WRITTEN INSTRUCTION: Display each line of the material that contains the string "trunk".

[Pointing data excerpts]

_ _ _

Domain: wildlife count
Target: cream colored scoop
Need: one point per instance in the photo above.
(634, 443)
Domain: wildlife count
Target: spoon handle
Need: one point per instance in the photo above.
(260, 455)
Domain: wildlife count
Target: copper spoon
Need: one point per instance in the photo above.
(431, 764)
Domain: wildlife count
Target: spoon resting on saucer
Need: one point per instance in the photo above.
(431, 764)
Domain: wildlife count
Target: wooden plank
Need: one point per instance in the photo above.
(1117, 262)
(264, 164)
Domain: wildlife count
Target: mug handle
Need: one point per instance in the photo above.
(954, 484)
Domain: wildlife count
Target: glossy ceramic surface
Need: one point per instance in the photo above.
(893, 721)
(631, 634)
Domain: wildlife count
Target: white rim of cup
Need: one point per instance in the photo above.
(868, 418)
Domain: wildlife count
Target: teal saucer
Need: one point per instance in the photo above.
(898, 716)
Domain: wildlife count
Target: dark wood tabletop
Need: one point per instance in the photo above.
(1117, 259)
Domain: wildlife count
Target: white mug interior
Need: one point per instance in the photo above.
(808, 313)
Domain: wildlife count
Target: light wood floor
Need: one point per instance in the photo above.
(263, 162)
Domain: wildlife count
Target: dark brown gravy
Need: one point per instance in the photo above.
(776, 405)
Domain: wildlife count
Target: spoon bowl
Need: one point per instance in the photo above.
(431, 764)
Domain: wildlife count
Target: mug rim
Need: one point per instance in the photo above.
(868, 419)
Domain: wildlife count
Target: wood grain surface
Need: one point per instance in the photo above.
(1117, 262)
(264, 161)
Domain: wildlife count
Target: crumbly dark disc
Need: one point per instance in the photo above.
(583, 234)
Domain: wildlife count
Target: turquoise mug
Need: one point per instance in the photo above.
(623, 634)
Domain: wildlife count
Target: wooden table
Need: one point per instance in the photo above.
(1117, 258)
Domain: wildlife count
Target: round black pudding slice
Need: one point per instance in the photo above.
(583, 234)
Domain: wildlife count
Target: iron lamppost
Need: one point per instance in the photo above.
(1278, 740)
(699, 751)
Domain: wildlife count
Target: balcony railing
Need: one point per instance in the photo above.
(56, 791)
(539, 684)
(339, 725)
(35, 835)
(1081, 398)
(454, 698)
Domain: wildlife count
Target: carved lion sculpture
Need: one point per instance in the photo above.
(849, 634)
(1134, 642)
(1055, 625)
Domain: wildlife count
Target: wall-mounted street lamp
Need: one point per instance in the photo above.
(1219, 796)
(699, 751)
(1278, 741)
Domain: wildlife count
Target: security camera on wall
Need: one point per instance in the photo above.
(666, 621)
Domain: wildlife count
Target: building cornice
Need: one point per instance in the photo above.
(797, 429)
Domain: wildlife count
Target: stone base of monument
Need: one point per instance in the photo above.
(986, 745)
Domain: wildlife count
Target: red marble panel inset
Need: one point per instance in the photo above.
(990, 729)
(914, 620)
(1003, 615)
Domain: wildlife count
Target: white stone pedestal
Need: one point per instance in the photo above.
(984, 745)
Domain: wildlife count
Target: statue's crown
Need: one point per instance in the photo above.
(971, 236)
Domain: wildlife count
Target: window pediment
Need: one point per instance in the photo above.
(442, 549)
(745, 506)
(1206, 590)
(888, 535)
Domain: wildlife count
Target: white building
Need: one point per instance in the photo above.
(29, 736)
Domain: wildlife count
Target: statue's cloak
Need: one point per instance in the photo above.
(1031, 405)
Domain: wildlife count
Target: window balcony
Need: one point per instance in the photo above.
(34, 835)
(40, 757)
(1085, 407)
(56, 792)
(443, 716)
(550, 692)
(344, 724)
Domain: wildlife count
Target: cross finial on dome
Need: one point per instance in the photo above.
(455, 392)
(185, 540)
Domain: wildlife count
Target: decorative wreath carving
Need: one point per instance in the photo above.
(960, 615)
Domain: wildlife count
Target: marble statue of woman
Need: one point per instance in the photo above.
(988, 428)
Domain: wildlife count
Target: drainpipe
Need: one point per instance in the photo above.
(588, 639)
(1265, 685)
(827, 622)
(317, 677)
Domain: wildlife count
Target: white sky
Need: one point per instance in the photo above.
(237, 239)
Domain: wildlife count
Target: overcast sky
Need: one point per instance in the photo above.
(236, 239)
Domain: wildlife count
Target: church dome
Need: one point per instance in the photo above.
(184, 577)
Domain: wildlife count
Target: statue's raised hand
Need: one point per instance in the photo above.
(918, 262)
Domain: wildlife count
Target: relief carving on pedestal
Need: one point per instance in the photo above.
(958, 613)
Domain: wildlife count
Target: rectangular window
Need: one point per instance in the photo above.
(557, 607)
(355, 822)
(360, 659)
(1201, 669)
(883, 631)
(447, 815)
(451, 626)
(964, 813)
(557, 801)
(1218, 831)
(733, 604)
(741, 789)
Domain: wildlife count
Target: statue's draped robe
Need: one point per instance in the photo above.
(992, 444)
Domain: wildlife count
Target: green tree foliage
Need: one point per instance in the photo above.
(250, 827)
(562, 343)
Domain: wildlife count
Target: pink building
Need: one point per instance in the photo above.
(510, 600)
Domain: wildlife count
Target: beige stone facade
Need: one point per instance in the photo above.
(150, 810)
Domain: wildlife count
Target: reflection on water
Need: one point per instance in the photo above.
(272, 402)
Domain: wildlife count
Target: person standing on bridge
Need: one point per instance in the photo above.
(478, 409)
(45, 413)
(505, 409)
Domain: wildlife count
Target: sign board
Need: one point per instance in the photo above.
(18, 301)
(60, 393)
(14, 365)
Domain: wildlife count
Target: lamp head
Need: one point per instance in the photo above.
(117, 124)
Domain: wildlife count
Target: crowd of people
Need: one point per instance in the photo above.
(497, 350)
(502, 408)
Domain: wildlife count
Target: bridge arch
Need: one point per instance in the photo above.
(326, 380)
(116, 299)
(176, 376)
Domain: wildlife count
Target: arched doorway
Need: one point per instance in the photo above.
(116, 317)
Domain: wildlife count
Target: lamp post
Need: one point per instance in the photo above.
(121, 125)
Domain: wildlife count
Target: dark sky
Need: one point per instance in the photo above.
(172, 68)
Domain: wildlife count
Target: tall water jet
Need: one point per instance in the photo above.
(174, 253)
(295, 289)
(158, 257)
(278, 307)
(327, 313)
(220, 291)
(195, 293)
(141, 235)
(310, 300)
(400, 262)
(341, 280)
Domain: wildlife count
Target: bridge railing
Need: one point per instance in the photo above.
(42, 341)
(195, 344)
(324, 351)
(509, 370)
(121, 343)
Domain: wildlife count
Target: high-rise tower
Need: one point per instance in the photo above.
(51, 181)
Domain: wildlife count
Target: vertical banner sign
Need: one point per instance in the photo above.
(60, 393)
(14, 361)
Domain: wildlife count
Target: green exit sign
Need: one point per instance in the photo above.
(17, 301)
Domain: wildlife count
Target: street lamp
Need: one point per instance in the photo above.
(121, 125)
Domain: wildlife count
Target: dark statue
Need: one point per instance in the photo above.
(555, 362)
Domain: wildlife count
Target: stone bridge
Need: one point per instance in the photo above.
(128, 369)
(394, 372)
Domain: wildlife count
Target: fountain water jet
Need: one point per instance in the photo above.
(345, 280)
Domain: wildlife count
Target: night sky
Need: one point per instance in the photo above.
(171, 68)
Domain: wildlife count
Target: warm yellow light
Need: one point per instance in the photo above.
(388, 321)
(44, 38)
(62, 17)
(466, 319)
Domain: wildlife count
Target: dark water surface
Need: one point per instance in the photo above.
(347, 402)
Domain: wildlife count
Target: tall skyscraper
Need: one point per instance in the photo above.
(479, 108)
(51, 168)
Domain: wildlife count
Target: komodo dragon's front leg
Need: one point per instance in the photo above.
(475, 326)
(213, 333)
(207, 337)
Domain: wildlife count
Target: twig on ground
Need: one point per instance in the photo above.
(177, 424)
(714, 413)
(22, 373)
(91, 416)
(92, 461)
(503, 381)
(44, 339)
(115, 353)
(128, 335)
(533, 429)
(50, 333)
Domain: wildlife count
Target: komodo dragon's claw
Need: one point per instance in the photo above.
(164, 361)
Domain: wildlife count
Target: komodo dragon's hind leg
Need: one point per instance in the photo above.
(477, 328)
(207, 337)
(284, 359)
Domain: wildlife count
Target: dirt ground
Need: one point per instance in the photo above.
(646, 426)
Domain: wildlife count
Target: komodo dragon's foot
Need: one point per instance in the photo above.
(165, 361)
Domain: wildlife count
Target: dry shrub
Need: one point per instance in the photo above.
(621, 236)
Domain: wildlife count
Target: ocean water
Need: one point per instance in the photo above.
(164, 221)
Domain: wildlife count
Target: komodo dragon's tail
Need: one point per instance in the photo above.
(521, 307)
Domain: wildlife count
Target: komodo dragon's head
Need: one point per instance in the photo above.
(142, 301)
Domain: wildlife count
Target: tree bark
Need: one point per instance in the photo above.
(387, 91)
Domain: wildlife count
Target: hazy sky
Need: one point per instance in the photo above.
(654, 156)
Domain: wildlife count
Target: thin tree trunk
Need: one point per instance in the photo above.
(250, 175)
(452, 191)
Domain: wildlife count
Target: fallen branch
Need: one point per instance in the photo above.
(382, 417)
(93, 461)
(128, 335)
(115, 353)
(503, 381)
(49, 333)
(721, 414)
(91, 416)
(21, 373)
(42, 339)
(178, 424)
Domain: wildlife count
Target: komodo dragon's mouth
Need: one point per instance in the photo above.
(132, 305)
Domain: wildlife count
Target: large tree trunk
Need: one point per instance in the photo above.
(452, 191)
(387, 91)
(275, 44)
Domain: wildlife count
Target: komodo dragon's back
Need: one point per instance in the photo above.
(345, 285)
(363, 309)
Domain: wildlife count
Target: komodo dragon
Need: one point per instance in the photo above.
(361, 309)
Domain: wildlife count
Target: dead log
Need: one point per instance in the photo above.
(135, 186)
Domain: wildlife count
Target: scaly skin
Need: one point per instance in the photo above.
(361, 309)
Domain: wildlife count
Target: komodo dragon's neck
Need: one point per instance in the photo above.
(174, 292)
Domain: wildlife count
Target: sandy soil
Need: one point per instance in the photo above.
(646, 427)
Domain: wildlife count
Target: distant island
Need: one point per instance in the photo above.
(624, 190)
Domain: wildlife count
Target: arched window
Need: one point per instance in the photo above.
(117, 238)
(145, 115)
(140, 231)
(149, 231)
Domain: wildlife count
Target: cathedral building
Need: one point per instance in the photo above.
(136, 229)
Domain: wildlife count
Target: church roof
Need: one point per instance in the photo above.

_ _ _

THE REPLY:
Target: thin tree trunk
Target: large tree trunk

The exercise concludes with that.